§ **Fragmento seleccionado**:

-- -- --

Además, su relación con la prensa ha sido nefasta, encarándose con los
periodistas de forma continua. Por último, en los meses previos a las
elecciones, se dedicó a alimentar el debate de un posible fraude por correo,
para constatar, tras su derrota, que la votación había sido robada.
Pero no nos engañemos. Donald Trump ha tenido, y sigue
teniendo, un gran apoyo popular en la América “profunda”. Muchos de sus
votantes se han creído las acusaciones de fraude electoral y, algunos de ellos,
se vieron alentados a asaltar el Capitolio, en Washington DC, e impedir que una
sesión conjunta del Senado y la Cámara de Representantes ratificase el
resultado de las elecciones. Trump fue excesivamente tibio a la hora de
condenar los hechos, dedicándoles palabras de apoyo a los manifestantes y
alargando, más si cabe, el incidente que dejó cuatro personas muertas. La
absoluta falta de responsabilidad institucional debería haber inhabilitado a
esa persona para que siguiera en el cargo ni un minuto más.
Con Joe Biden, se abre un nuevo periodo de esperanza para la
política estadounidense (y también mundial). El control de la Presidencia, del
Senado y del Congreso le permitirá sacar adelante iniciativas demócratas y
traer un poco de luz al oscurecido panorama americano. Pero no debemos ser
ingenuos. Las medidas sociales del otro lado del charco están muy lejos de cómo
las entendemos en Europa. Seguramente, el contraste con su antecesor será
abismal, pero ya hemos visto, como con la administración Obama, que la Presidencia
no es un cheque en blanco y los cambios son lentos y tortuosos. El mismo Obama
ganó el premio Nobel de la Paz, por la esperanza que insuflaba en la política
de todo el globo terráqueo, pero acabó siendo una decepción al no poder sacar
adelante todo lo que se esperaba de su gobierno.
Biden fue uno de los senadores más jóvenes cuando accedió al cargo, pero llega a la Presidencia como la persona más anciana en ocupar el puesto. En el falso documental de Netflix Death to 2020 (2020) se puede ver cómo se mofan de esta situación, simulando que Biden es un excombatiente de la guerra civil americana, con más de 200 años. Aunque en realidad tenga 78, veremos en los próximos meses si este anciano es capaz de verter un poco de luz en el oscurecido territorio norteamericano o si, por contra, es otra decepción y hay que poner los ojos en el futuro y en su vicepresidenta, Kamala Harris.

-- -- --

§ **Material del ejercicio**:

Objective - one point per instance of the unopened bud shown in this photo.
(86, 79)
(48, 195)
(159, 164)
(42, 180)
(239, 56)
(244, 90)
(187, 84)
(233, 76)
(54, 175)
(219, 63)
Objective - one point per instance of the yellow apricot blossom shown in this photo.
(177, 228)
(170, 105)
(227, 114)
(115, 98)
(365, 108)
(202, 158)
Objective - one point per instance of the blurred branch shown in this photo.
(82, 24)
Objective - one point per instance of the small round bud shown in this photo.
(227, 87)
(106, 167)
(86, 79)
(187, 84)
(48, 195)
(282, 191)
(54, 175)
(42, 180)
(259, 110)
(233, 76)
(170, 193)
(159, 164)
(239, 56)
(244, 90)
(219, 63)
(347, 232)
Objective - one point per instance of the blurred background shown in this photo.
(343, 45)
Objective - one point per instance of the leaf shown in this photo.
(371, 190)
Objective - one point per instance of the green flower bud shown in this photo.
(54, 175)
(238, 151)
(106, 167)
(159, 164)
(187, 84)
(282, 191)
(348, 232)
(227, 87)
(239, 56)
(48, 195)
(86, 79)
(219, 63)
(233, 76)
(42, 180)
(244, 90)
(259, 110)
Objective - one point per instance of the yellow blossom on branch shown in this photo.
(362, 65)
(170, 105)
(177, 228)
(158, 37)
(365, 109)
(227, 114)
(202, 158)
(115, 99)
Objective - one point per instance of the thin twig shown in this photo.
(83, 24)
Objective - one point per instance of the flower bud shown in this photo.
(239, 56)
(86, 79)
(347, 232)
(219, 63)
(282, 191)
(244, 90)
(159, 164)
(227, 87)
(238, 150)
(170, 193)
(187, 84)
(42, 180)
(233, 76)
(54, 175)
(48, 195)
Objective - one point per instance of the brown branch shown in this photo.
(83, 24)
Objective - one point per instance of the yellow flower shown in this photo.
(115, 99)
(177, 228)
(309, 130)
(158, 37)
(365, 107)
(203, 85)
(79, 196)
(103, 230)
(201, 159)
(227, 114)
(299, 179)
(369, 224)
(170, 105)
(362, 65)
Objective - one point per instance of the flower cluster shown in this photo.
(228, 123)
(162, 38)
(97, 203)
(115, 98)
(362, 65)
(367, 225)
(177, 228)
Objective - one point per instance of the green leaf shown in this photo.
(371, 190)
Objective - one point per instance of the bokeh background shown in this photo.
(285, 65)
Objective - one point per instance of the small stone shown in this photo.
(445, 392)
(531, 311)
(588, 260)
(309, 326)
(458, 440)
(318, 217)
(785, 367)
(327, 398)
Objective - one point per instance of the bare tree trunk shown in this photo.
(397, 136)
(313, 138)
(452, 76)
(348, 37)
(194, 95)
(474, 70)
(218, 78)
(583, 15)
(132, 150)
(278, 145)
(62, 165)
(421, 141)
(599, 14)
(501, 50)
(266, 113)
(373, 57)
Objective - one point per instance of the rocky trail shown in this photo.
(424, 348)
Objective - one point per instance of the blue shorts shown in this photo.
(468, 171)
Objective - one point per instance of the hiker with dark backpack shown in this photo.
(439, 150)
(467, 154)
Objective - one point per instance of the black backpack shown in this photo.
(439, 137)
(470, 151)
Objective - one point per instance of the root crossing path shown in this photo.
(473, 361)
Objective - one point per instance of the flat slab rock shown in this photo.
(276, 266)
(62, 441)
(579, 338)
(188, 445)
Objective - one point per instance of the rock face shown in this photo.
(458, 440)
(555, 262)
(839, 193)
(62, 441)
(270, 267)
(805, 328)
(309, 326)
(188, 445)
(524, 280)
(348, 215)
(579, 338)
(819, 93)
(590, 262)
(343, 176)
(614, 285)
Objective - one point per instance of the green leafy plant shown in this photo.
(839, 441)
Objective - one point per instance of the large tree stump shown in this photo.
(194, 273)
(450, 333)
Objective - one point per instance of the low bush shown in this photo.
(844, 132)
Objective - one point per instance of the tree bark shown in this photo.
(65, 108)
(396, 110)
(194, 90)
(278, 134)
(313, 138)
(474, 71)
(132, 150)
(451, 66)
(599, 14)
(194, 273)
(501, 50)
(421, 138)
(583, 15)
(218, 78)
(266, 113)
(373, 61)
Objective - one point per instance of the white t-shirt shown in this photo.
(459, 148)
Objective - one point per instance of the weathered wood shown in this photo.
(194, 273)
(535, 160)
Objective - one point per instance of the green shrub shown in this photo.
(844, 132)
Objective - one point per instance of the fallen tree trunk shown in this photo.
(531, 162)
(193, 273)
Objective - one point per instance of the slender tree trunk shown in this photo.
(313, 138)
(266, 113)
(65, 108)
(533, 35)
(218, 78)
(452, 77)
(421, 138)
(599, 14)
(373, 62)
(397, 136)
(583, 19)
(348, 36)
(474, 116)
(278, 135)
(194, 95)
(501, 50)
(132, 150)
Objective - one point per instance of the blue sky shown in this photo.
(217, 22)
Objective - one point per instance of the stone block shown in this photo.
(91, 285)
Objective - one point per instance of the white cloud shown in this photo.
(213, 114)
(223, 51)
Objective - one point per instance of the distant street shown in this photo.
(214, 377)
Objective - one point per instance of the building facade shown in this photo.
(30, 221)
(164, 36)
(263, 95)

-- -- --

§ **Consigna 1**:
¿Qué personas se mencionan por su nombre en el fragmento seleccionado? Enuméralas todas.
§ **Consigna 2**:
¿Puedes localizar todas las filas del material que contienen la palabra "background" y copiarlas?

§ **Solución 1**:
Donald Trump, Joe Biden, Obama y Kamala Harris.

§ **Solución 2**:
Objective - one point per instance of the blurred background shown in this photo.
Objective - one point per instance of the bokeh background shown in this photo.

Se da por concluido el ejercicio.